• Arbeitsaufträge:
1) Welche Software entwickelte laut dem Text über Hendrik Leders Promotion sein früherer Arbeitgeber?
2) Schreiben Sie den Text über Hendrik Leders Promotion im Anschluss an seinen letzten Satz weiter.

• Textauszug:

☆ ☆ ☆ ☆ ☆ ☆ ☆

Berufsbegleitend promovieren: Dr. Hendrik Leder – Das letzte Spiel
26.02.2025 Schreibmaschine, Verbrenner oder Brief – bei einem Endgame verabschieden sich ganze Industriezweige fast weitgehend aus der Wirtschaft. Der Wirtschaftsinformatiker Hendrik Leder promovierte zu dem wenig erforschten Thema – und gründet selbst aus einem scheidenden Wirtschaftszweig heraus.

Es klingt paradox: Aber die zunehmende Digitalisierung kann auch einem Software-Unternehmen zu schaffen machen. Bei Hendrik Leders altem Arbeitsgeber war dies der Fall. Die Firma entwickelte eine Software zur Dokumenten-Optimierung für den Briefmarkt: „Großkunden erhielten dadurch von der Deutschen Post Porto-Rabatte“, erklärt Hendrik Leder. Mit dem Einzug der E-Mail aber verlor die Software an Bedeutung. Die Branche erlebt ein so genanntes Endgame.

☆ ☆ ☆ ☆ ☆ ☆ ☆

• Datenzeilen:
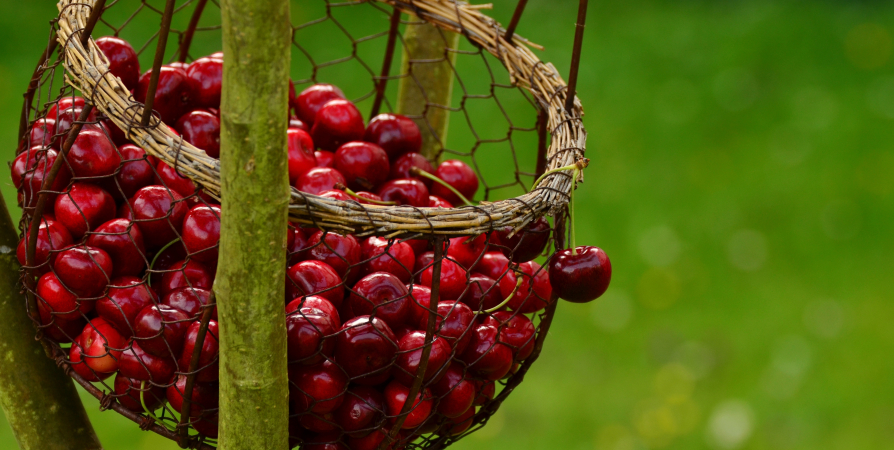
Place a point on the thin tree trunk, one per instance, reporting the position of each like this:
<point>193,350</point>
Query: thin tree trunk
<point>40,402</point>
<point>250,285</point>
<point>430,85</point>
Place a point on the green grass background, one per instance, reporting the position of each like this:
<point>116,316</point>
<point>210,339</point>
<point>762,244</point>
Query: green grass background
<point>742,181</point>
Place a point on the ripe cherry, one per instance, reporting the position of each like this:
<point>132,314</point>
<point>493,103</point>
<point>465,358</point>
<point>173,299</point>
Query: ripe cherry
<point>582,275</point>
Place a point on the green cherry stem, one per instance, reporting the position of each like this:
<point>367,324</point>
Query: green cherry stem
<point>422,173</point>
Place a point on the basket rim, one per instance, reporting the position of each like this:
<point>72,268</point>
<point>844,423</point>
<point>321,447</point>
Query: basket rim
<point>88,71</point>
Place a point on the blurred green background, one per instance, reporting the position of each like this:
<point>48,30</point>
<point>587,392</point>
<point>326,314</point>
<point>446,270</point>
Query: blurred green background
<point>742,181</point>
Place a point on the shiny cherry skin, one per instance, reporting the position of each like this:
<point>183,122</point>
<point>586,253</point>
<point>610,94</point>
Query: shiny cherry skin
<point>123,61</point>
<point>409,357</point>
<point>173,95</point>
<point>319,388</point>
<point>452,281</point>
<point>395,133</point>
<point>205,80</point>
<point>459,175</point>
<point>364,165</point>
<point>396,395</point>
<point>381,295</point>
<point>454,391</point>
<point>314,278</point>
<point>51,237</point>
<point>201,233</point>
<point>307,330</point>
<point>301,153</point>
<point>405,191</point>
<point>127,296</point>
<point>337,123</point>
<point>186,274</point>
<point>382,255</point>
<point>342,253</point>
<point>365,348</point>
<point>582,276</point>
<point>525,245</point>
<point>202,129</point>
<point>84,270</point>
<point>55,298</point>
<point>534,292</point>
<point>486,356</point>
<point>129,391</point>
<point>208,367</point>
<point>159,213</point>
<point>319,179</point>
<point>101,346</point>
<point>312,99</point>
<point>455,324</point>
<point>123,241</point>
<point>160,330</point>
<point>137,364</point>
<point>83,208</point>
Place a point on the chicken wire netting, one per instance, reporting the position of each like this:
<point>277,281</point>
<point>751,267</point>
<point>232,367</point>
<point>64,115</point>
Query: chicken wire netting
<point>119,276</point>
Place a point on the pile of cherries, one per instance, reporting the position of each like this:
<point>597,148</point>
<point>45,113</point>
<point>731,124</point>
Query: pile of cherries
<point>126,257</point>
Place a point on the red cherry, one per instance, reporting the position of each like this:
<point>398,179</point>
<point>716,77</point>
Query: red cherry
<point>202,129</point>
<point>207,369</point>
<point>486,356</point>
<point>405,191</point>
<point>459,175</point>
<point>319,388</point>
<point>336,123</point>
<point>123,61</point>
<point>409,357</point>
<point>381,295</point>
<point>395,133</point>
<point>314,278</point>
<point>312,99</point>
<point>123,241</point>
<point>130,391</point>
<point>396,395</point>
<point>391,256</point>
<point>363,165</point>
<point>580,277</point>
<point>205,81</point>
<point>365,348</point>
<point>172,97</point>
<point>84,270</point>
<point>160,330</point>
<point>127,296</point>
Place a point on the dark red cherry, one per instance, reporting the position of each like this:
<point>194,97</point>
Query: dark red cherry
<point>459,175</point>
<point>395,133</point>
<point>201,129</point>
<point>336,123</point>
<point>319,179</point>
<point>312,99</point>
<point>381,295</point>
<point>123,61</point>
<point>405,191</point>
<point>486,356</point>
<point>314,278</point>
<point>581,276</point>
<point>84,270</point>
<point>127,296</point>
<point>364,165</point>
<point>365,348</point>
<point>205,80</point>
<point>301,153</point>
<point>319,388</point>
<point>172,97</point>
<point>160,330</point>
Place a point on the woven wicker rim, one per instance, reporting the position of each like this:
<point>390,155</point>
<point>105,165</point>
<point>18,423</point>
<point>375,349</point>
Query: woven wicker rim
<point>87,71</point>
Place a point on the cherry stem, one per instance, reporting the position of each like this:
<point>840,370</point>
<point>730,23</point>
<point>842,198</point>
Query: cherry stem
<point>422,173</point>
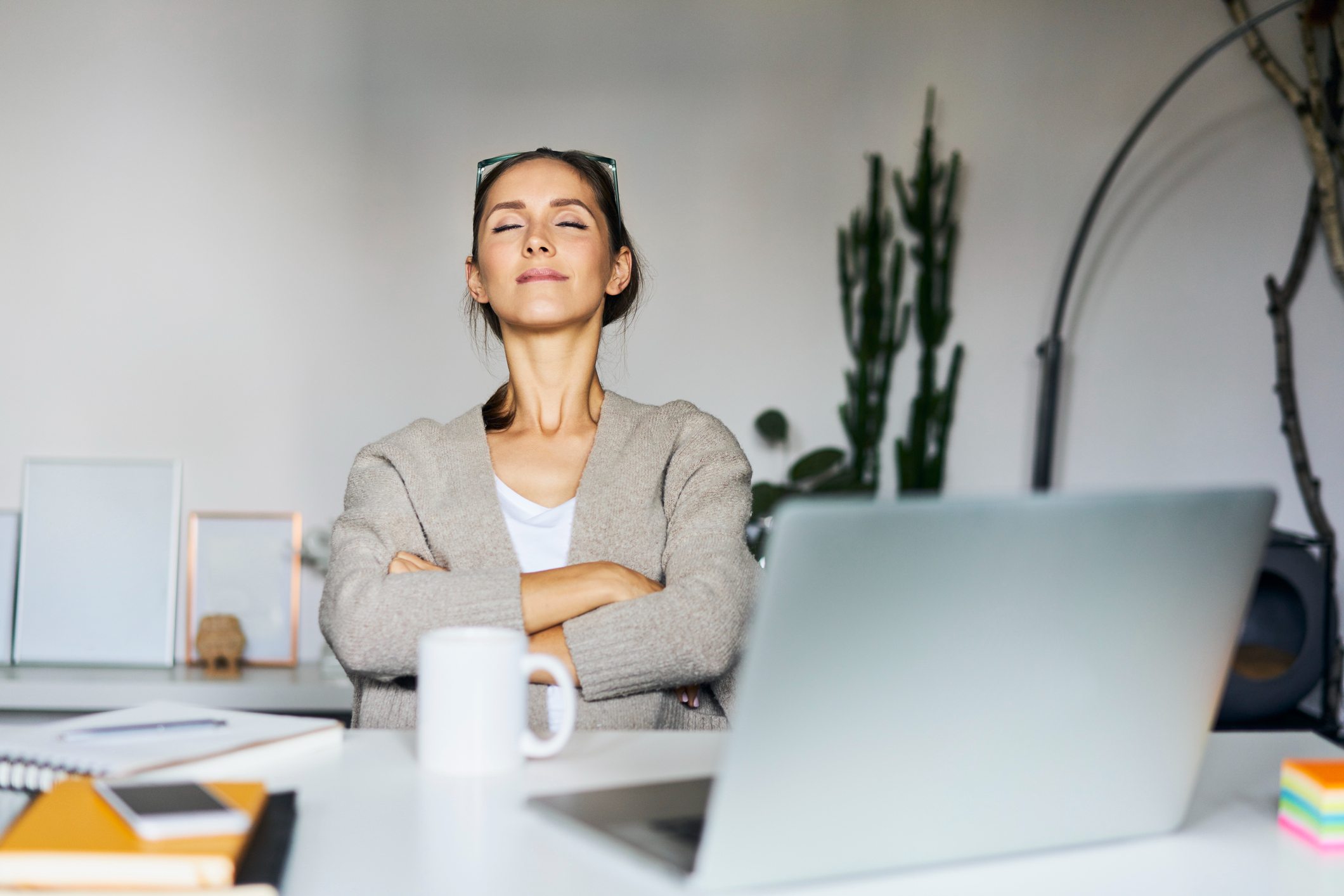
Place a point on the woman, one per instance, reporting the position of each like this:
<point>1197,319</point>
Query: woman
<point>611,531</point>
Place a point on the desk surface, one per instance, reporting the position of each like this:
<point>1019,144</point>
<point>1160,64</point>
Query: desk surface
<point>370,821</point>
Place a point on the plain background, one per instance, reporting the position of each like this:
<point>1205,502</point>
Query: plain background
<point>233,231</point>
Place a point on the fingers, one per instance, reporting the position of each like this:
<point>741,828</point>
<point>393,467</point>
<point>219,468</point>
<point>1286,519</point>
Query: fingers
<point>406,562</point>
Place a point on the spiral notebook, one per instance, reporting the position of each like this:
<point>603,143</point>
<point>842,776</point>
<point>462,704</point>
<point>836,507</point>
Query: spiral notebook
<point>37,757</point>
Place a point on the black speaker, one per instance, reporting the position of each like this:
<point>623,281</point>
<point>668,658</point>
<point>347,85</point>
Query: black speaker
<point>1281,653</point>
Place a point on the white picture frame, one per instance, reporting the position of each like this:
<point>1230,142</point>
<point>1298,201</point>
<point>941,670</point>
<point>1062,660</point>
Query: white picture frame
<point>97,580</point>
<point>8,580</point>
<point>247,565</point>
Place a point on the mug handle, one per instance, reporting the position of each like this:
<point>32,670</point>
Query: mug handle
<point>536,747</point>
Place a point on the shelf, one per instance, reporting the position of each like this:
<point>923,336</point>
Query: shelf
<point>303,689</point>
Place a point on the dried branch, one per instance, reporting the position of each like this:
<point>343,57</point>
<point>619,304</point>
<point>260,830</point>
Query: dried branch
<point>1311,110</point>
<point>1285,387</point>
<point>1265,57</point>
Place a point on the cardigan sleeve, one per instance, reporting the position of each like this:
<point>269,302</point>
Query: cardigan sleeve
<point>373,620</point>
<point>692,630</point>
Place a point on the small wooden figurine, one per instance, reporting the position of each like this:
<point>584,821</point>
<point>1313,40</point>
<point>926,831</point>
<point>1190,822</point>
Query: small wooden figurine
<point>219,641</point>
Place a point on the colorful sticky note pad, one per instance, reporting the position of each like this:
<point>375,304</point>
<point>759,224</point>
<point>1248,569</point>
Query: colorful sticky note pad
<point>1311,801</point>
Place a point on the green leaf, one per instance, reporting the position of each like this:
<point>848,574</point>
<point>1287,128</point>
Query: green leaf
<point>773,426</point>
<point>815,464</point>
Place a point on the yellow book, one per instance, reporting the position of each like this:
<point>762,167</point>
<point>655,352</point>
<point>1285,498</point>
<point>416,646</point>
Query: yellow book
<point>70,837</point>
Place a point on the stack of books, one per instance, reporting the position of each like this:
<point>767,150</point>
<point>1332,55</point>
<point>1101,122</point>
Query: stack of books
<point>69,838</point>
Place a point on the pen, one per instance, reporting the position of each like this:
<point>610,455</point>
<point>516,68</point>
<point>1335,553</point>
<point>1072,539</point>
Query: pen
<point>147,729</point>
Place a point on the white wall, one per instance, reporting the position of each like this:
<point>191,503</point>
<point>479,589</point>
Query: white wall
<point>233,233</point>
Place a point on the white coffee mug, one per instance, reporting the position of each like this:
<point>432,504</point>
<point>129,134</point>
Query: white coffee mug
<point>472,701</point>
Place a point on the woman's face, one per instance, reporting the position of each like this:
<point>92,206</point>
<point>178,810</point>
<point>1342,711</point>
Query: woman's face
<point>543,249</point>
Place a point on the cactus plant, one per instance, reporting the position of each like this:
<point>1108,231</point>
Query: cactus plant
<point>871,260</point>
<point>926,207</point>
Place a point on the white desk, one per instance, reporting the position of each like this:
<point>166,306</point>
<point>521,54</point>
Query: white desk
<point>372,822</point>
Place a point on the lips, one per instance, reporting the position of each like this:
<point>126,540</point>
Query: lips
<point>541,273</point>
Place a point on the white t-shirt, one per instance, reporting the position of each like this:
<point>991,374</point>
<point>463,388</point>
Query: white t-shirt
<point>541,538</point>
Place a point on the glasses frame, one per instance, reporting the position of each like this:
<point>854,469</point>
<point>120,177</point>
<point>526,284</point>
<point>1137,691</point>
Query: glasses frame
<point>611,163</point>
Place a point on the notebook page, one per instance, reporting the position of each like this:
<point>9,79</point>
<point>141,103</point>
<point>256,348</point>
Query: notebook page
<point>121,755</point>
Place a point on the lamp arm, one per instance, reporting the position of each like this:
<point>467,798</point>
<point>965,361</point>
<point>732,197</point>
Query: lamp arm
<point>1051,350</point>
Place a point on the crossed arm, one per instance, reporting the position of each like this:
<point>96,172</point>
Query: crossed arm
<point>552,597</point>
<point>621,632</point>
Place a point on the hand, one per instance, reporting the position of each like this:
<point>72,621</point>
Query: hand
<point>626,585</point>
<point>405,562</point>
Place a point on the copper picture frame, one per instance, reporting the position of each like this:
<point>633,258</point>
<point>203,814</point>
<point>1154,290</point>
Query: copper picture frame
<point>278,550</point>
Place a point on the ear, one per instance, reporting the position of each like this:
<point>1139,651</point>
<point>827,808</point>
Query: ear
<point>620,272</point>
<point>474,283</point>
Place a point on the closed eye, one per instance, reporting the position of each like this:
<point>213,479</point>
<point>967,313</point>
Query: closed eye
<point>564,223</point>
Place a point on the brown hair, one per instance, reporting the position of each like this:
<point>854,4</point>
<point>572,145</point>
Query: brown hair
<point>498,411</point>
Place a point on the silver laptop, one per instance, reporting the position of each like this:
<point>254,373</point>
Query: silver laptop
<point>938,679</point>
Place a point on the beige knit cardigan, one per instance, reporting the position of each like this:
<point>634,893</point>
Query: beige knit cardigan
<point>666,492</point>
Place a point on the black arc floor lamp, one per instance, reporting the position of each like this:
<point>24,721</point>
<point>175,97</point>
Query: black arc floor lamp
<point>1293,582</point>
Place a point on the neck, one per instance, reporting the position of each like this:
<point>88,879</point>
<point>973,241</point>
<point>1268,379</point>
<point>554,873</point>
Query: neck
<point>553,379</point>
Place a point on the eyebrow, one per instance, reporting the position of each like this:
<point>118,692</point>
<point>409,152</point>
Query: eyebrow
<point>519,203</point>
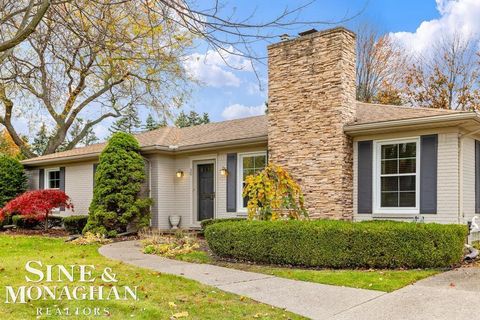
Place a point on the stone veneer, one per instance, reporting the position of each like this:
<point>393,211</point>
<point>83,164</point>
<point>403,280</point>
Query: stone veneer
<point>311,98</point>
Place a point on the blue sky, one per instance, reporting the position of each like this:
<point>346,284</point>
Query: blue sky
<point>224,98</point>
<point>227,93</point>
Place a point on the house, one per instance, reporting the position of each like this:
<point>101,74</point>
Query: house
<point>353,160</point>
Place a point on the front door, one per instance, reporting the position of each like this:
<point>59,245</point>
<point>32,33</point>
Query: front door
<point>206,191</point>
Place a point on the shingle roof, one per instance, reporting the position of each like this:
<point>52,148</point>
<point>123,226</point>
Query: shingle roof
<point>232,130</point>
<point>368,112</point>
<point>241,129</point>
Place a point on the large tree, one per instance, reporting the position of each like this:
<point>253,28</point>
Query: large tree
<point>191,119</point>
<point>447,76</point>
<point>18,20</point>
<point>94,60</point>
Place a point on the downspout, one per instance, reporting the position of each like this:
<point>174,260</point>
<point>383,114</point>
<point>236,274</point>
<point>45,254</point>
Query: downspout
<point>460,180</point>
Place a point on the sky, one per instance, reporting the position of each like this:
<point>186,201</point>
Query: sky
<point>228,93</point>
<point>239,90</point>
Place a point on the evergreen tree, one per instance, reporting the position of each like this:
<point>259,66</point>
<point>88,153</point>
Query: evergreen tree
<point>129,122</point>
<point>119,178</point>
<point>13,180</point>
<point>191,119</point>
<point>40,142</point>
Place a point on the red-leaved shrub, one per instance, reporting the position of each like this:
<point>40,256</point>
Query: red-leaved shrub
<point>36,204</point>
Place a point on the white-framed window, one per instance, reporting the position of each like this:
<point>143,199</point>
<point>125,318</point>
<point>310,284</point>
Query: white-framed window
<point>249,163</point>
<point>397,176</point>
<point>52,178</point>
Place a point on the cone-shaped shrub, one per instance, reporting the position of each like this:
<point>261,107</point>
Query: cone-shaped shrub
<point>119,177</point>
<point>13,180</point>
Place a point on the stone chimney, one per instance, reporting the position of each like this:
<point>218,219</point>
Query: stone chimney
<point>311,97</point>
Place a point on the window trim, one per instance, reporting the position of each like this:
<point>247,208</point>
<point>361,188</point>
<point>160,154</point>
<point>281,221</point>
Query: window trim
<point>47,178</point>
<point>377,162</point>
<point>240,156</point>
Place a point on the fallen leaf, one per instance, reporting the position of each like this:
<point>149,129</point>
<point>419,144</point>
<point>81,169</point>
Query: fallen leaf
<point>183,314</point>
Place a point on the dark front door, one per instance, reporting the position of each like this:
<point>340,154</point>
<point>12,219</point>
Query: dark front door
<point>206,193</point>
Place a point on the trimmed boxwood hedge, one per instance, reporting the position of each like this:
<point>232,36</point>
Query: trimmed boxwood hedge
<point>75,224</point>
<point>339,244</point>
<point>207,222</point>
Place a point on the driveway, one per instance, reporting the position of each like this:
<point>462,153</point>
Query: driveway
<point>451,295</point>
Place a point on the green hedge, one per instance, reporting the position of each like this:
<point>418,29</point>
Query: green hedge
<point>339,244</point>
<point>75,224</point>
<point>208,222</point>
<point>24,223</point>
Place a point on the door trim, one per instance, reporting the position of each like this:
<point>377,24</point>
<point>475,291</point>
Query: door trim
<point>194,189</point>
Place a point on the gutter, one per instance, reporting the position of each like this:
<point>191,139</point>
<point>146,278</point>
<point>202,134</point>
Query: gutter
<point>34,162</point>
<point>375,126</point>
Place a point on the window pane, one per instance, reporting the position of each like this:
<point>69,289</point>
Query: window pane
<point>407,199</point>
<point>389,166</point>
<point>248,162</point>
<point>407,165</point>
<point>248,172</point>
<point>407,183</point>
<point>389,151</point>
<point>389,199</point>
<point>389,183</point>
<point>407,150</point>
<point>260,162</point>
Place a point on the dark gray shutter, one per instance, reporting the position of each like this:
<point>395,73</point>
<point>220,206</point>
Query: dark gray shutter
<point>477,176</point>
<point>62,183</point>
<point>232,182</point>
<point>95,165</point>
<point>41,179</point>
<point>428,173</point>
<point>365,167</point>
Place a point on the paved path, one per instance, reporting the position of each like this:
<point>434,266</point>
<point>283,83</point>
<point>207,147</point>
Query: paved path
<point>316,301</point>
<point>451,295</point>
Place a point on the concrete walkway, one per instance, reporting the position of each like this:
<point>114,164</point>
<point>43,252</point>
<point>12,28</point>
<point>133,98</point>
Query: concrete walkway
<point>451,295</point>
<point>316,301</point>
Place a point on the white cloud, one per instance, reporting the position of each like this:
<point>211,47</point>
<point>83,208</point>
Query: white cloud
<point>457,17</point>
<point>236,111</point>
<point>217,69</point>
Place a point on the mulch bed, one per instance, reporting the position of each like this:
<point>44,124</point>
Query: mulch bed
<point>54,233</point>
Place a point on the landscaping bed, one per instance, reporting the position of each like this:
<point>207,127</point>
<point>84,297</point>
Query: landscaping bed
<point>339,244</point>
<point>373,279</point>
<point>161,296</point>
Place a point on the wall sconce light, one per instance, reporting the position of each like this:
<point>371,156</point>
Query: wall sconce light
<point>224,171</point>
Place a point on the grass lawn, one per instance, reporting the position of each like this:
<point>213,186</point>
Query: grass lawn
<point>382,280</point>
<point>161,296</point>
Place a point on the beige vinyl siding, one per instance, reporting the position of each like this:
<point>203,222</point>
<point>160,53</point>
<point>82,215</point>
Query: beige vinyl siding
<point>182,202</point>
<point>183,191</point>
<point>79,186</point>
<point>447,177</point>
<point>162,190</point>
<point>33,179</point>
<point>468,178</point>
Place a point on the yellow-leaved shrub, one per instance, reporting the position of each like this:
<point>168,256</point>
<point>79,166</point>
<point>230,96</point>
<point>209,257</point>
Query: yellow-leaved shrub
<point>273,195</point>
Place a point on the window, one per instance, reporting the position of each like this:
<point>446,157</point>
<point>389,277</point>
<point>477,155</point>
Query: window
<point>249,164</point>
<point>397,176</point>
<point>52,180</point>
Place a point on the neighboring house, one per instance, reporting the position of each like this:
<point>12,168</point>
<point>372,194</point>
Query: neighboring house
<point>354,160</point>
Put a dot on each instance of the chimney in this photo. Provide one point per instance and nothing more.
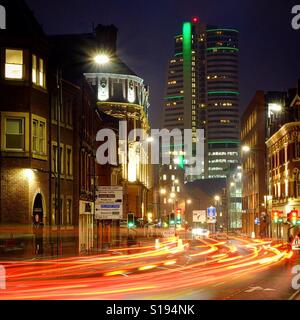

☆ ☆ ☆ ☆ ☆ ☆ ☆

• Lösungen:
1) Eine Software zur Dokumenten-Optimierung für den Briefmarkt.

2)
Der Wirtschaftsinformatiker promovierte zu diesem wenig erforschten Thema im Cotutelle-Verfahren: Das gemeinsame Prüfungsverfahren an zwei Universitäten - in diesem Fall der Universität Antwerpen und der Leuphana - wird mit einem binationalen Doktortitel abgeschlossen.
Nach seinem Diplom (FH) im dualen Studiengang Wirtschaftsinformatik an der Fachhochschule für die Wirtschaft in Hannover studierte Hendrik Leder den berufsbegleitenden Master Business Process Engineering und schloss das Programm 2008 mit dem Master ab. 2014 absolvierte er an der amerikanischen Purdue University - Krannert School of Management einen berufsgleitenden Master of Business Administration. „Ich habe berufliche Praxis und Studium immer miteinander kombiniert. Aufgrund meiner Branchen-Zugehörigkeit interessierte ich mich mehr und mehr für ,declining industries‘“, erinnert sich Hendrik Leder.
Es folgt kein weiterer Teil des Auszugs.